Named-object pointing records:
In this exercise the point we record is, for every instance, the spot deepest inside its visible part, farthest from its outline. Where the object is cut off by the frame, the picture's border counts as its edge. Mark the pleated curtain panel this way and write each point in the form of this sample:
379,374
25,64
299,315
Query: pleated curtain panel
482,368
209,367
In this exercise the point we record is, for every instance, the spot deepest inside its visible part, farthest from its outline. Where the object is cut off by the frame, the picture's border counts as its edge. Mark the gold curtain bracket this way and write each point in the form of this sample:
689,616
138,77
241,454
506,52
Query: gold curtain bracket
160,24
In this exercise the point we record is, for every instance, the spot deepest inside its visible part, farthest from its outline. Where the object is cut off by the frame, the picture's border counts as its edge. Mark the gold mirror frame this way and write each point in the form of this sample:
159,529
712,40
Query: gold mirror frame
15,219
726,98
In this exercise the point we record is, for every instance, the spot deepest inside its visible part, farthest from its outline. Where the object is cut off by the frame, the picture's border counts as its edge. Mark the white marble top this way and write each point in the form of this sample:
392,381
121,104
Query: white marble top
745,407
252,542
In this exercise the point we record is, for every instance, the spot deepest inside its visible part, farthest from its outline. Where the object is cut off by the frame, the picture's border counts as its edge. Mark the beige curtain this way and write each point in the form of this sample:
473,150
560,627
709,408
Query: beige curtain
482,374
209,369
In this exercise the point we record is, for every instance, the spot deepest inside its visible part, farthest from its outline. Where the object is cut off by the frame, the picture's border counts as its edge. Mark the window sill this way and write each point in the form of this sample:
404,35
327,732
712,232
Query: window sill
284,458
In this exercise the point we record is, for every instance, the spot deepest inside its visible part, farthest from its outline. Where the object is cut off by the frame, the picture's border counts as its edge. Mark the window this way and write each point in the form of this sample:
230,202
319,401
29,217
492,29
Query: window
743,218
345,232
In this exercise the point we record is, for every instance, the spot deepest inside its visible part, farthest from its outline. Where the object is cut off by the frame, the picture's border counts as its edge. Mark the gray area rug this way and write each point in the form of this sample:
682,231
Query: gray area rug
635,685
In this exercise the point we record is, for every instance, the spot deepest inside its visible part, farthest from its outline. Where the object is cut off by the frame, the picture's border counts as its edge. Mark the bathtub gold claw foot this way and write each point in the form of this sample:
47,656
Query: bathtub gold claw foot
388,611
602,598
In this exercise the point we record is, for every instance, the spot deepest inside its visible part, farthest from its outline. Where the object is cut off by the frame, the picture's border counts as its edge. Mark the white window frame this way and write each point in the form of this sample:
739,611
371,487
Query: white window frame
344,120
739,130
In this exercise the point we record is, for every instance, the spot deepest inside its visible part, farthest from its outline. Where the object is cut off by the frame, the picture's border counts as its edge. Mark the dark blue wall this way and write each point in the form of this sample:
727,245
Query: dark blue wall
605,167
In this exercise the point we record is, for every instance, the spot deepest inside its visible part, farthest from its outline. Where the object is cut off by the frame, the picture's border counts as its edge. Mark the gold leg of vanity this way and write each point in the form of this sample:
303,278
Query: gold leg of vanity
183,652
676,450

---

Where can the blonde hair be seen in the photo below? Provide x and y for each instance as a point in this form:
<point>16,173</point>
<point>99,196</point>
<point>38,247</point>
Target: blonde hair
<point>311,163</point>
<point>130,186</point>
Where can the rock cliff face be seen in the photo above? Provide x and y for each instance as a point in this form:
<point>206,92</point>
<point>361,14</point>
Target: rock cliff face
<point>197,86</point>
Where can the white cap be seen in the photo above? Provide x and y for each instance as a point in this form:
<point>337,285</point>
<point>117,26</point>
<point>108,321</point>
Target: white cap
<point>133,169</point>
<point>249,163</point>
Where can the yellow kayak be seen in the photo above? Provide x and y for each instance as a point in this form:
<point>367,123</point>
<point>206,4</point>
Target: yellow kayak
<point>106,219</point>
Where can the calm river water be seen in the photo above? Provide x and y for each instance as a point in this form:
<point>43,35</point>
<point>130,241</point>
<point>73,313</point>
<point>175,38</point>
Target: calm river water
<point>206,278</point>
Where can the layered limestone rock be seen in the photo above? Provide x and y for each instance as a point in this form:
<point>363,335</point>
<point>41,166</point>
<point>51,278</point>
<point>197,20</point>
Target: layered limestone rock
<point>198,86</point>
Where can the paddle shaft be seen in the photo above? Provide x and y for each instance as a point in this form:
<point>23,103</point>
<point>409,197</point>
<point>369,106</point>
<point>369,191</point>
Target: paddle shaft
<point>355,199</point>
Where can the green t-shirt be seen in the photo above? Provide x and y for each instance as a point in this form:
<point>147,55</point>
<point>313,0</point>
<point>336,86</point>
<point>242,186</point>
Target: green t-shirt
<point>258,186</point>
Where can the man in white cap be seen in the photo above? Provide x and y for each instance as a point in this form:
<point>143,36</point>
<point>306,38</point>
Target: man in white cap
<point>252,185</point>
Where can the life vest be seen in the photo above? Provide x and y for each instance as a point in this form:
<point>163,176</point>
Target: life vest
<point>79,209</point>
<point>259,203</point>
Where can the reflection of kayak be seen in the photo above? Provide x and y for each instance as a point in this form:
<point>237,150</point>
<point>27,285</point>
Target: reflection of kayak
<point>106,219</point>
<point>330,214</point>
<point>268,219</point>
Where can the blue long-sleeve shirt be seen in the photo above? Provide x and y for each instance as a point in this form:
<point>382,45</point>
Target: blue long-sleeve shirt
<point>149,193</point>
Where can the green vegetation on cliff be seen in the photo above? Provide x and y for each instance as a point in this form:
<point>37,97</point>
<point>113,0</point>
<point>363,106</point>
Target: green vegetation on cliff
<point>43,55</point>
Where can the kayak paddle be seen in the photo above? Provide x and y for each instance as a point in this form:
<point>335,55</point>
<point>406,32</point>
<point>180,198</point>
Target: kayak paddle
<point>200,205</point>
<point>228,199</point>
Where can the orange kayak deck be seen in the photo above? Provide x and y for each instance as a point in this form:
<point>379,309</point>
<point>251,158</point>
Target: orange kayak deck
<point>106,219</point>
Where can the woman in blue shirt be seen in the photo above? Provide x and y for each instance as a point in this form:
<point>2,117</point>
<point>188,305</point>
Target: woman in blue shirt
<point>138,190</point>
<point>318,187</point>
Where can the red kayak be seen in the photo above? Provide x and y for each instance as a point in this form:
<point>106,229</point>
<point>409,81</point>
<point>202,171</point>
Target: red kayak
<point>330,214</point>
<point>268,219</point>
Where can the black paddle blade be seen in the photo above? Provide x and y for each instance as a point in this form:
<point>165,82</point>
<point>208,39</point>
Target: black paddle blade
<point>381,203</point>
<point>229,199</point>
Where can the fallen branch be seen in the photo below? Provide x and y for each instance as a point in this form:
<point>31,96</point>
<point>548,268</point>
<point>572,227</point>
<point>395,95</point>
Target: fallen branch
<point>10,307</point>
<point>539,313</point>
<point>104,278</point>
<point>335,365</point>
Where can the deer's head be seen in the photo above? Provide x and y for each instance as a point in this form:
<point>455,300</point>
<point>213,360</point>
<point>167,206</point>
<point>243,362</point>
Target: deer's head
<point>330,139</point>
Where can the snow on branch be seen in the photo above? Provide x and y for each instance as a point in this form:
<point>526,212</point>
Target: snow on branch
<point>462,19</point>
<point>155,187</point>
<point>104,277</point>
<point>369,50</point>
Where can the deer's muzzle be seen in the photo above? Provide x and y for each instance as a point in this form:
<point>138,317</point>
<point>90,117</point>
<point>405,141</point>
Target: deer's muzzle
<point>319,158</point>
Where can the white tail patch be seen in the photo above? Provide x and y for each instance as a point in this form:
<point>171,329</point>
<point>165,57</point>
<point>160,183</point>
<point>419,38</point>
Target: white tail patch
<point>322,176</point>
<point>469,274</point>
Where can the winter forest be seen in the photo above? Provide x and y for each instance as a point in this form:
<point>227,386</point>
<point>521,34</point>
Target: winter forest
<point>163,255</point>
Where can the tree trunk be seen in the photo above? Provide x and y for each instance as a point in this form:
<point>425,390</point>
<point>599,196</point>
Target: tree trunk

--

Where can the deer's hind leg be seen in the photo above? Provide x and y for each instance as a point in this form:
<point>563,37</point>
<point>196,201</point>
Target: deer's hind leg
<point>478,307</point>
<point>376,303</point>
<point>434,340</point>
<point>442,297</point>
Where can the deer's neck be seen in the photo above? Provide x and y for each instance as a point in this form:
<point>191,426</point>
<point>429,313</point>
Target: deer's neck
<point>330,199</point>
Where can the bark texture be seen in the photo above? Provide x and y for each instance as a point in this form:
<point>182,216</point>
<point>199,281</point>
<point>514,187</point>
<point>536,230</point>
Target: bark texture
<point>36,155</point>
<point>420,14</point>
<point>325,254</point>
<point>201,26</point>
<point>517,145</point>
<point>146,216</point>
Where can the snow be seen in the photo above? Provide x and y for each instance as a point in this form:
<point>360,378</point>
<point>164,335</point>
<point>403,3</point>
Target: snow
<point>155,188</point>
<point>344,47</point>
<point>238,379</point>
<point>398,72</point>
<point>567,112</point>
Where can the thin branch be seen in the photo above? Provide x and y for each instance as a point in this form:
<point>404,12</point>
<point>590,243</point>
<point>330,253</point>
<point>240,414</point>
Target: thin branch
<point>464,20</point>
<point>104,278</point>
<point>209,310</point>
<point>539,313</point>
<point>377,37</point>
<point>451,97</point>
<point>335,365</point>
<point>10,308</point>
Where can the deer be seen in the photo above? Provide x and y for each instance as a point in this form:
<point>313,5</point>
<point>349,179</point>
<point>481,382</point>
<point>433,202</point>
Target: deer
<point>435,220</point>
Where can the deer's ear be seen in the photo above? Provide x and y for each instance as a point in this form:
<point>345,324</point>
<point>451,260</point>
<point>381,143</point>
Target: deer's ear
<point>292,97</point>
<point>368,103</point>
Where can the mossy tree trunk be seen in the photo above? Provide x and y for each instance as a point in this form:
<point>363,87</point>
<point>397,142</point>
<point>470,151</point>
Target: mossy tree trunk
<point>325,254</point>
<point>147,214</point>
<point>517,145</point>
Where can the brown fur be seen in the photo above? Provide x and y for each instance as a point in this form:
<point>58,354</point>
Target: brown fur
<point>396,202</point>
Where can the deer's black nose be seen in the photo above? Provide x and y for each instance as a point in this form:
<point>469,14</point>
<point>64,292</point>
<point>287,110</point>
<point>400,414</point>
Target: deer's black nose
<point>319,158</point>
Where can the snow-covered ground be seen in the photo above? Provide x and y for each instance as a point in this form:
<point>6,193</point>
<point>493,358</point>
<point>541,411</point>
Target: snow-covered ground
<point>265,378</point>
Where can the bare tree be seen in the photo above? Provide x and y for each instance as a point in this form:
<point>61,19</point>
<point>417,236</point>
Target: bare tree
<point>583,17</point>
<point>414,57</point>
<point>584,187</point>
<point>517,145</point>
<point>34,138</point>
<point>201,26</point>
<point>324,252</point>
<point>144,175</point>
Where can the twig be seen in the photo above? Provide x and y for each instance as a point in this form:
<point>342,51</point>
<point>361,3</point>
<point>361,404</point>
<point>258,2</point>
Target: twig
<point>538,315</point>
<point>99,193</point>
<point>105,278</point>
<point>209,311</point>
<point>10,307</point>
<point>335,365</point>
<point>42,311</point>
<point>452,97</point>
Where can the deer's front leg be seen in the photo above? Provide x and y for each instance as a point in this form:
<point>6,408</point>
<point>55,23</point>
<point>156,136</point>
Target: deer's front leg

• **Task description**
Please output the lines of the records from the line containing "Where can the mossy" up to and including the line containing "<point>265,378</point>" as a Markdown table with the columns No. and Line, leaving out any blank lines.

• **The answer**
| No. | Line |
|---|---|
| 1 | Where can the mossy tree trunk be seen in the photo above? Provide x and y for each instance as a point in this form: |
| 2 | <point>363,87</point> |
| 3 | <point>397,142</point> |
| 4 | <point>470,151</point> |
| 5 | Target: mossy tree trunk |
| 6 | <point>325,254</point> |
| 7 | <point>147,214</point> |
| 8 | <point>517,145</point> |
| 9 | Where can the brown fur be seen in the photo above? Provide x and y for each instance as a point in this form: |
| 10 | <point>58,354</point> |
| 11 | Target: brown fur |
| 12 | <point>396,202</point> |
| 13 | Where can the deer's black nose be seen in the photo above? Provide x and y for each instance as a point in this form: |
| 14 | <point>469,14</point> |
| 15 | <point>64,292</point> |
| 16 | <point>287,110</point> |
| 17 | <point>400,414</point> |
| 18 | Target: deer's black nose |
| 19 | <point>319,158</point> |
| 20 | Where can the snow-covered ground be seen in the photo above? Provide x and y for each instance as a point in this form: |
| 21 | <point>6,193</point> |
| 22 | <point>493,358</point> |
| 23 | <point>541,411</point> |
| 24 | Target: snow-covered ground |
| 25 | <point>265,378</point> |